**EXERCISE**.
The records below need to be restated word for word.
[[ TASK MATERIAL open ]]
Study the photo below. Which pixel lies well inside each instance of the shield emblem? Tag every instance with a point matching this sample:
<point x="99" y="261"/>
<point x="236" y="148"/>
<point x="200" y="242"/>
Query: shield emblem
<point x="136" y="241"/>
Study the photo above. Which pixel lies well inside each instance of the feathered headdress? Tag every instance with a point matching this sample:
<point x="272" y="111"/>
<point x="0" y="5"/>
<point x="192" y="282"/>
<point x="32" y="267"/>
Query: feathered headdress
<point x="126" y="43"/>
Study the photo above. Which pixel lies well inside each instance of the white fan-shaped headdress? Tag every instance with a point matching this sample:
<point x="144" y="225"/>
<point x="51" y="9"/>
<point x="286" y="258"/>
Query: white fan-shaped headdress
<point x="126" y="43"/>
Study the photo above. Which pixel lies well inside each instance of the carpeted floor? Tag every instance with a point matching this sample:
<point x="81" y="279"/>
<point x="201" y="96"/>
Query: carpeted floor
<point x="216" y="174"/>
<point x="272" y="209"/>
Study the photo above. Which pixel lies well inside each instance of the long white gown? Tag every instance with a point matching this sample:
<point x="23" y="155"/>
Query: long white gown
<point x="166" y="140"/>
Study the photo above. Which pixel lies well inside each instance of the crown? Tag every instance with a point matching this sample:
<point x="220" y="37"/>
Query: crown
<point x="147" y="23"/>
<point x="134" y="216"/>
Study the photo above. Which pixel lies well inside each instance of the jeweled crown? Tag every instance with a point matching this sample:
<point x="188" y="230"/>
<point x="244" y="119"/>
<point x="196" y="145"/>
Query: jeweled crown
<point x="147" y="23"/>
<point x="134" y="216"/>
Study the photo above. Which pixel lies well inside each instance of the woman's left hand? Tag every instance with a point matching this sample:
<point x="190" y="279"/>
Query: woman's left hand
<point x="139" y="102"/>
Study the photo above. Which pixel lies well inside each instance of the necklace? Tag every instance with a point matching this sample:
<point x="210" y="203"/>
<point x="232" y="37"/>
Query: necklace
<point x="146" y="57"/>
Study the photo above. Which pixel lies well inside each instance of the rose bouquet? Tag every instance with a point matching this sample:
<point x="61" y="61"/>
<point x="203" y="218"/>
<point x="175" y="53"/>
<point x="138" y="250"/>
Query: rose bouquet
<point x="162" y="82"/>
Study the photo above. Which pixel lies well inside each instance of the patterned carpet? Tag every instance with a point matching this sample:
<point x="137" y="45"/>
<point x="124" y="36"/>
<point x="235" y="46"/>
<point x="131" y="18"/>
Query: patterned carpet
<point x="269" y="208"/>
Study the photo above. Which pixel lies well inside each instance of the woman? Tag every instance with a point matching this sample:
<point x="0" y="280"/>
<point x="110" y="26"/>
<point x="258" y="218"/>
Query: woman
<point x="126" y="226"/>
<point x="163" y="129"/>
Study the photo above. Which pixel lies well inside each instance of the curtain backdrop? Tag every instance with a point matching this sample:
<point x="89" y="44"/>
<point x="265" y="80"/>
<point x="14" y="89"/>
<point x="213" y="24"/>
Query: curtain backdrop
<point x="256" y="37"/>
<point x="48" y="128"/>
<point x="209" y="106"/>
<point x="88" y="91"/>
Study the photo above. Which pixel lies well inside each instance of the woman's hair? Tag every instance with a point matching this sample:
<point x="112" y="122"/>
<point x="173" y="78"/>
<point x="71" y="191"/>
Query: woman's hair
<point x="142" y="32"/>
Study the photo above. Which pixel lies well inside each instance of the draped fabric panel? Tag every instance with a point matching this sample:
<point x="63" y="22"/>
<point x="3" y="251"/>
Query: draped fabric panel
[[ TASK MATERIAL closed ]]
**REPLY**.
Study the photo below. Which pixel lies well inside each instance of the shield emblem? Tag every instance with a point matching this sample:
<point x="99" y="261"/>
<point x="236" y="148"/>
<point x="200" y="242"/>
Query: shield emblem
<point x="136" y="241"/>
Study the photo above. Which pixel lies well inside each instance of the feathered headdress? Tag every instance with a point matching this sample:
<point x="272" y="111"/>
<point x="0" y="5"/>
<point x="192" y="282"/>
<point x="32" y="267"/>
Query: feathered headdress
<point x="126" y="43"/>
Study the photo above. Which pixel lies well inside each instance of the white fan-shaped headdress? Tag every instance with a point matching this sample:
<point x="144" y="225"/>
<point x="51" y="9"/>
<point x="286" y="258"/>
Query: white fan-shaped headdress
<point x="126" y="43"/>
Study the photo above. Which pixel lies well inside each instance of the carpeted floor? Tag every instance with a point matching this sample:
<point x="81" y="279"/>
<point x="201" y="96"/>
Query: carpeted floor
<point x="216" y="174"/>
<point x="272" y="209"/>
Study the photo above. Which pixel lies well inside each instance of the long white gown? Tag every instance with a point matching this sample:
<point x="23" y="155"/>
Query: long white gown
<point x="166" y="140"/>
Study the photo above. Which pixel lies well inside each instance of the crown? Tag every instance with a point matching this sample:
<point x="220" y="37"/>
Query: crown
<point x="147" y="23"/>
<point x="134" y="216"/>
Study the photo above. Which pixel lies well inside each instance of the jeweled crown? Tag every instance with a point matching this sample:
<point x="188" y="230"/>
<point x="244" y="119"/>
<point x="196" y="145"/>
Query: jeweled crown
<point x="147" y="23"/>
<point x="134" y="216"/>
Study the photo above. Which pixel lies well inside each instance of the woman's left hand? Tag every instance with a point matching this sample:
<point x="190" y="279"/>
Query: woman's left hand
<point x="139" y="102"/>
Study the photo above. Which pixel lies well inside each instance of the necklace? Tag every instance with a point matching this sample:
<point x="210" y="203"/>
<point x="232" y="37"/>
Query: necklace
<point x="146" y="57"/>
Study the photo above. Which pixel lies well inside each instance of the rose bouquet? Tag every instance with a point matching this sample:
<point x="61" y="61"/>
<point x="203" y="218"/>
<point x="175" y="53"/>
<point x="138" y="250"/>
Query: rose bouquet
<point x="162" y="82"/>
Study the photo above. Which pixel lies well inside each instance of the patterned carpet? Tag every instance with a point matching this sample:
<point x="137" y="45"/>
<point x="124" y="36"/>
<point x="235" y="46"/>
<point x="131" y="18"/>
Query: patterned carpet
<point x="269" y="208"/>
Study the photo above. Which pixel lies well inside each instance of the woman? Tag every instance with a point matching this sample:
<point x="0" y="280"/>
<point x="110" y="26"/>
<point x="258" y="218"/>
Query: woman
<point x="126" y="226"/>
<point x="163" y="129"/>
Study the photo above. Which pixel lies well inside each instance of the curtain backdrop? Tag every instance with a point matching this sample:
<point x="89" y="44"/>
<point x="265" y="80"/>
<point x="14" y="89"/>
<point x="213" y="24"/>
Query: curtain backdrop
<point x="256" y="37"/>
<point x="48" y="128"/>
<point x="209" y="106"/>
<point x="88" y="91"/>
Study the photo above. Which pixel lies well inside each instance of the woman's hair? Tag every instance with a point matching this sample:
<point x="112" y="122"/>
<point x="173" y="78"/>
<point x="71" y="191"/>
Query: woman's hair
<point x="142" y="32"/>
Study the photo above. Which pixel lies well inside each instance of the draped fabric panel? Tag every instance with a point matching this sample:
<point x="63" y="22"/>
<point x="3" y="251"/>
Query: draped fabric panel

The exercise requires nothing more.